SOURCE TEXT
★ ★ ★ ★

New Residential High-Rise is Tallest in Chicago’s West Loop

WSP USA served as the structural engineer for 727 West Madison, the oval-shaped, 45-story tower that welcomed its first inhabitants in June.

In a city known primarily for buildings that adhere to traditional, pragmatic building design, the smooth curves and glass façade of 727 West Madison is drawing welcome attention for bringing a unique, modern style to Chicago’s West Loop neighborhood.

“The building is distinctive with its elliptical shape and spiral-patterned cladding,” said Chris Arjona, project manager for WSP USA. “It is a highly sculptural building and has a striking, patterned façade that contributes greatly to the aesthetic of the neighborhood and to the western views of the skyline. The curved shape provides great views all around.”

Reaching nearly 500 feet in height, Chicago’s newest luxury rental tower not only provides stunning views of downtown Chicago and Lake Michigan for those inside in the building, but for passersby its eye-catching design is equally difficult to ignore.

727 West Madison is now the tallest building in the West Loop, as well as the tallest building in Chicago west of the Kennedy Expressway. It is located in a narrow strip between the Kennedy Expressway and the edge of the areas zoned for taller buildings, ensuring that it will be highly visible from both sides for many years to come.

WSP began its design work in February 2016 and was completed in June 2018. Construction began in February 2017 and by the time the grand opening was held in June 2019, it had already achieved 80 percent occupancy of its 492 one-, two- and three-bedroom units. The property developer is F & F Realty and Fifield.


The elliptical shape and spiral-patterned cladding of 727 West Madison in Chicago gives the building a distinct look unlike anything else in its West Loop neighborhood.

Unusual Floor Plate Design

Collaborating with the architect, FitzGerald Associates Architects, WSP designed a structure that provided the performance required with minimal impact to room layouts and the façade. The design included sufficient stiffness for motion-perception comfort in the top penthouse unit under predicted wind storms.

“At the upper levels, the shear walls were set along demising walls between units so as not to encroach in the units themselves,” Arjona said. “On the parking garage podium at the lower levels, many of those walls drop off to allow for the parking ramp to pass through.”

As a building with such an unusual design, it brought with it some challenges, both anticipated and unexpected.

The building’s elliptical floor plate required an approach that differed from traditional rectangular, straight-sided floors. Understandably, this presented a challenge in laying out the post-tensioned cables, which typically run at right angles to one another and the slab edge.

“We worked with the general contractor and the post-tensioned cable supplier to develop details where the post-tensioned tendons hit the slab edge at varying angles using stock, angled pocket formers rather than custom pieces to minimize cost,” Arjona said. “The post-tensioned design was highly efficient, requiring minimal reinforcement thanks for early collaboration with the architect and studies to set optimal column spacing coordinated with the unit layouts.”

He anticipates that this project will serve as a good standard of how post-tensioning can be used for curved floor plates. “WSP developed a scheme that was highly efficient and allowed the contractor to maintain its aggressive three-day pour cycles on the tower floors.”


727 West Madison is the tallest building in Chicago’s West Loop and the tallest building west of the Kennedy Expressway.

★ ★ ★ ★

DATA ROWS
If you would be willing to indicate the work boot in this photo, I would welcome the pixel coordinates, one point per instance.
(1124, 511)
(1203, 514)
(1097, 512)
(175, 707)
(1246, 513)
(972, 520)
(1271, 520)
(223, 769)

★ ★ ★ ★

INSTRUCTION 1
For each statement, say whether the article about 727 West Madison agrees with it. Answer yes or no and quote the words from the article that decide it. (a) Construction of the tower began in February 2017. (b) F & F Realty served as the building's architect. (c) The tower rises to more than 600 feet.
INSTRUCTION 2
According to the article about 727 West Madison, how many units does the tower contain?
INSTRUCTION 3
Carry on the article about 727 West Madison, starting after its final sentence.
The entries have no connection to the article about 727 West Madison.

ANSWER 1
(a) Yes: "Construction began in February 2017"
(b) No: "Collaborating with the architect, FitzGerald Associates Architects"
(c) No: "Reaching nearly 500 feet in height"

ANSWER 2
The tower contains 492 one-, two- and three-bedroom units.

ANSWER 3
Windy City Study

In a place famously known as “The Windy City”, one of the challenges designers had to address was identified during an early wind tunnel study of the building and its location.

“As the tallest building on the western edge of downtown Chicago, it is not shielded from the prevailing winds from the west by any other buildings or geographic features,” Arjona said. “Wind tunnel studies showed that a building one block north of 727 West Madison would shed wind onto the building in the form of vortices that would impact and buffer the north face of our building and twist the structure.”

The result of this discovery was the need to design for wind loads higher than standard code and to further strengthen the tower so it would be capable of resisting this torsional wind phenomena. By identifying the issue early in the design phase, it was addressed with no impact to the unit layouts, the views from the residential units, or to the garage ramp through specific rebar detailing and the addition of two structural walls hidden in some unoccupied spaces and along storage rooms near the base.

“Use of a rational structural layout maintained a high level of symmetry within the early-coordinated unit layouts,” he added.

The building foundations used a hybrid system of belled caissons (bearing on soil) under shorter podium columns, and straight shaft (bearing on rock) caissons under tower columns. WSP performed numerous studies that examined the predicted settlement of the foundations and shortening of the columns to make sure that the hybrid system would not affect the long-term performance of the structure.

“Sizes of the foundation elements were calibrated to give similar settlement behavior and keep the settlement performance consistent across the plan despite the use of different systems,” Arjona said.


During floor construction, the building’s elliptical floor plate required an approach that differed from traditional rectangular, straight-sided floors.

A Noted Landmark

Due to the high visibility of the project, 727 West Madison is recognized as an important contribution to the Chicago skyline.

“With its site directly next to a major interstate in downtown, thousands of commuters pass this building every day and it is fast becoming a noted landmark in the city,” Arjona said. “Its distinct look and high visibility from all views of the city from the west help as well.”

He said one of the keys to the project’s completion on a relatively short timeline was a good relationship with the architect.

“WSP was involved early to comment on the initial unit layouts and how they would affect the locations of the structure,” Arjona said. “This early collaboration with the architect led to unit layouts that fit very well with the most efficient structural layout and kept the structure efficient, lowered the cost, and kept columns and walls from impeding into unit spaces and views.”

He was grateful to play a key role on a building that is well on its way to being recognized as a signature feature on the Chicago cityscape.

“As a Chicago resident and father of two small girls growing up in the city, I’m proud to have contributed to the famous Chicago skyline,” he said. “I like to point the building out to them and show them what ‘Da-Da’ worked on.”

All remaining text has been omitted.